Copy the lines below word for word, starting at the line containing "For each instance of the electronic" and ending at the line containing "(1142, 631)", with both of those lines included.
━━━ Stored data ━━━
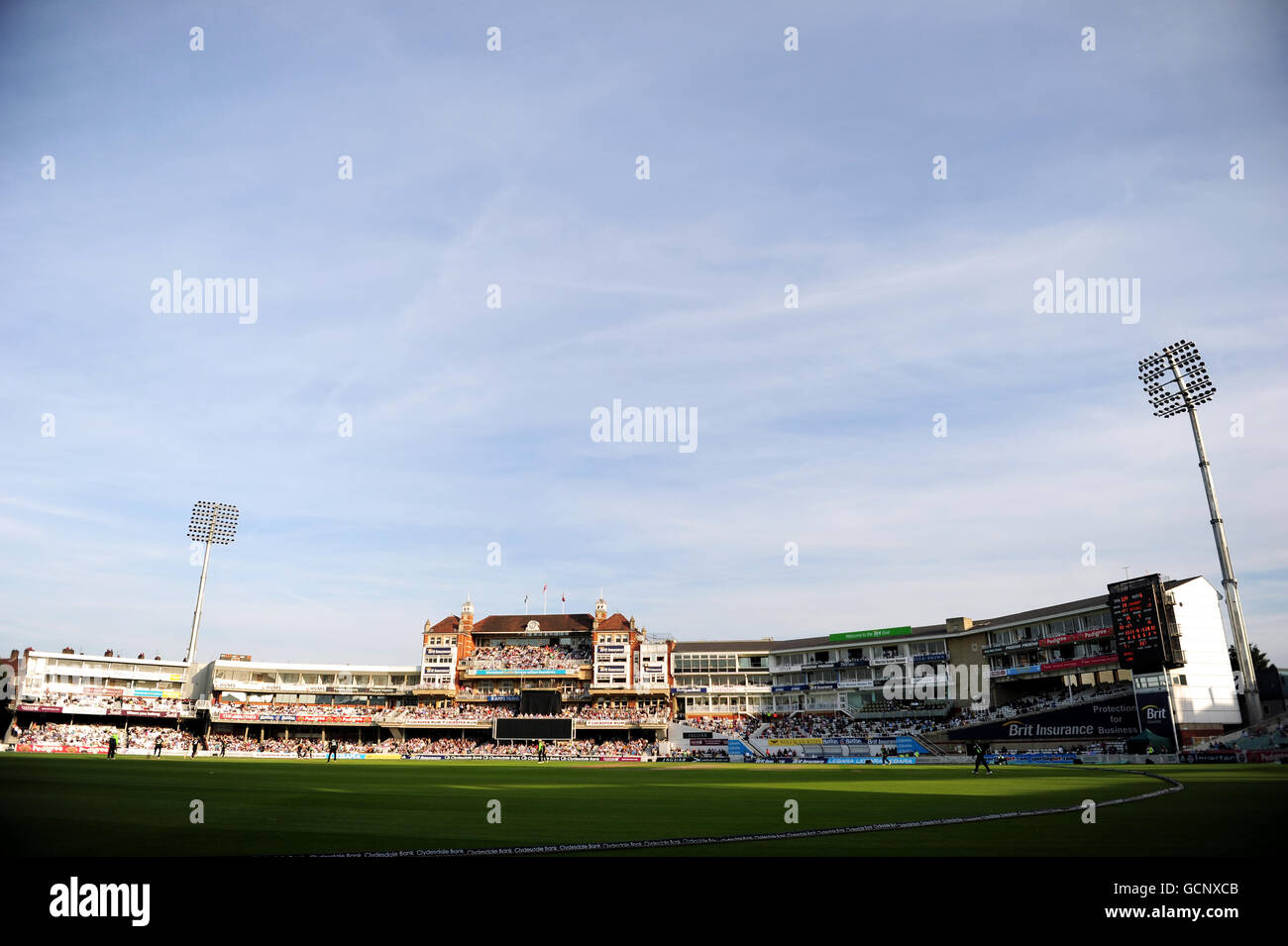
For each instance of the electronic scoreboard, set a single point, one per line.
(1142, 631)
━━━
━━━ Stored data ━━━
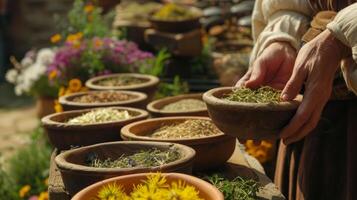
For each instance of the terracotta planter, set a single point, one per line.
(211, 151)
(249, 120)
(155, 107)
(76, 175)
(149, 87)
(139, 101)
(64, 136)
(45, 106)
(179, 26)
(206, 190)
━━━
Answer for this exercise —
For each instance of the electronic scoreboard, set a single point, one per line.
(1142, 631)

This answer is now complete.